Things to do:
**1.** Reproduce the part of the Chahderaz groundwater text below that opens with the words containing "Figure 1: The" and closes with "histogram of the Chahderaz plain.".
**2.** According to the Chahderaz groundwater text below, how many times a year did the author assume the farmers irrigate their farm?
**3.** Decide whether each statement agrees with the Chahderaz groundwater text below, answering yes or no and quoting the deciding words: (a) The farmers of these wells all use flood irrigation. (b) The model was run to predict groundwater quality changes over 50 years. (c) The precipitation of the plain is 1.96 million cubic meters per year.

Supplied text:
· · ·

Figure 1: The study area, a) geological map, b) the location of Golgohar, general iso-potential lines, and the plain boundaries.

Figure 2: Water table status of the plain.

Figure 3: The up-conning phenomenon in the Chahderaz.

Figure 4: The long-term precipitation histogram of the Chahderaz plain.

The average evaporation height in the Chahderaz plain is 2850mm/year. The most important reason for the salt pan creation is unbalancing between the precipitation and the evaporation in recent centuries. But it seems irrigation method of the region’s farmers can accelerate salinity. There are more than 1,150 wells around the Kheyrabad plain. Naturally, irrigation method can effect on developing of salinity of the salt pan and its groundwater. Groundwater modeling technique can verify this demand. The agricultural wells of the Chahderaz are like the other 1150 wells of the Kheirabad salt pan. All of farmers of these wells use flood irrigation method in their farms. In this method farmer release water on field until it is sinking few centimeters. Evaporation concentrates the irrigated water and exceeds TDS of surplus water. If it penetrates via field terrain, it will destroy quality of groundwater. To prove this process, the modeling of the Chahderaz groundwater is made. The schematic of the conceptual model of the plain is shown in Figure 5.

Figure 5: The conceptual model of the groundwater of the Chahderaz plain.

Groundwater models were applied for remediation of groundwater [4-13]. GSM Groundwater Modeling System) is a powerful device for water modeling and simulating any groundwater [14-16]. The GMS is applied for modeling of the Chahderaz groundwater. Then, the extracted velocity vectors of this model were used as inputs of the MT3DMS (Modular Transport, 3-Dimensional, Multi-Species model) modular model [17,18]. The purpose of this study was to determine trend of future groundwater salinity changes. The period of model was defined one year. Model was run to make a 100-year period prediction of groundwater quality changes. The author supposed these factors during the modeling of the plain and two agricultural wells: the farmers are irrigating their farm 9 times in a year. Discharge rate of the two wells is 50 liters/second (25 litters/second for each). The initial TDS of the well is 5966ppm. The area of their cultivation field is 238 hectares. The evaporation is caused to add 15% of to the salinity of the irrigation water each time, which can penetrate about 1.38 million cubic meters per year from the field into the groundwater. The coefficient of storage, or S, calculates from 0.00012 to 0.00174. The precipitation of the plain is 1.08 million cubic meters per year. The groundwater plain output is 0.7 million cubic meters per year. The groundwater storage decrease is 0.6 million cubic meters per year. The irrigation water is 1.96 million cubic meters per year and the groundwater inputs is 3.58 million cubic meters per year.

· · ·

Information shown:
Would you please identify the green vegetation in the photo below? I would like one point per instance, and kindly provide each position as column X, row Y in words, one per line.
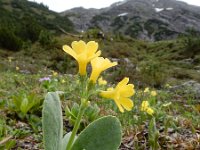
column 33, row 63
column 22, row 21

· · ·

Answers provided:
**1.**
Figure 1: The study area, a) geological map, b) the location of Golgohar, general iso-potential lines, and the plain boundaries.

Figure 2: Water table status of the plain.

Figure 3: The up-conning phenomenon in the Chahderaz.

Figure 4: The long-term precipitation histogram of the Chahderaz plain.

**2.** 9 times a year.

**3.**
(a) Yes: "All of farmers of these wells use flood irrigation method in their farms."
(b) No: "Model was run to make a 100-year period prediction of groundwater quality changes."
(c) No: "The precipitation of the plain is 1.08 million cubic meters per year."